> _PROMPT_:
Answer these from the FCC hearing recap:
(a) On what date did the subcommittee hold its hearing?
(b) Under which chairmen does the Republican staff briefing memo say the FCC fell into practices that weaken decision-making?
(c) Which two commissioners support letting a bipartisan majority of commissioners other than the chairman initiate items?

> _SELECTED TEXT_:
════════

Hearing Recap: Federal Communications Commission Process Reform

On May 13, 2011, the House Commerce Committee's Subcommittee on Communications and Technology held a hearing on reforming the Federal Communications Commission.

A Republican staff briefing memo states: "There is growing consensus that Federal Communications Commission (FCC) processes need reforming. Under both Democrat and Republican chairmen, the FCC has fallen into practices that weaken decision-making and jeopardize public confidence. While Chairman Genachowski and his predecessors have taken steps to improve process, the time may have come to do so statutorily to ensure consistency from issue to issue, and commission to commission."

In his opening remarks, Subcommittee Chairman Greg Walden (R-OR) offered seven possible reforms:

  1. The FCC could be required to start new rulemaking proceedings with a notice of inquiry rather than a notice of proposed rulemaking. An NPRM presumes regulation is needed. The FCC should first examine the state of the relevant markets, services, and technologies. Even when regulation may be appropriate, the FCC is unlikely to craft as useful a proposal without first gathering preliminary information.
  2. The FCC does not always publish the text of proposed rules for public comment before adopting final rules. Providing specific text will allow for more constructive input and a better end product. Crafting proposed rules should not be difficult if there is a genuine need and the FCC has started with an NOI.
  3. Finite timelines for resolution of matters would be helpful. Parties and the public should have some sense of when resolution will come.
  4. The FCC now makes information available about which draft items are circulating before the commissioners. The FCC could be required to provide additional information, such as a list of all unfinished items at the commission, the date the items were initiated, their current status, and expected date of completion.
  5. A bipartisan majority of commissioners other than the chairman could be allowed to initiate items to prevent a chairman from stopping consensus items. FCC Commissioners Michael Copps and Robert McDowell support this proposal; Chairman Genachowski and Commissioner Mignon Clyburn say it is unnecessary.

════════

> _SOURCE MATERIAL_:
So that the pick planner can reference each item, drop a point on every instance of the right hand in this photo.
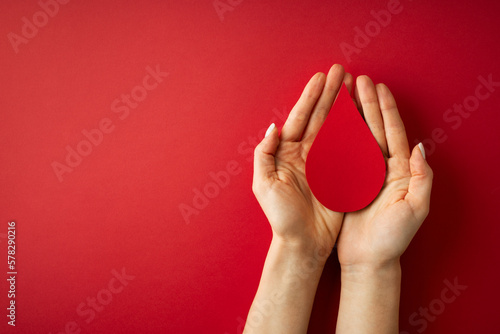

════════

> _WRITTEN RESPONSE_:
(a) May 13, 2011.
(b) Both Democrat and Republican chairmen.
(c) Michael Copps and Robert McDowell.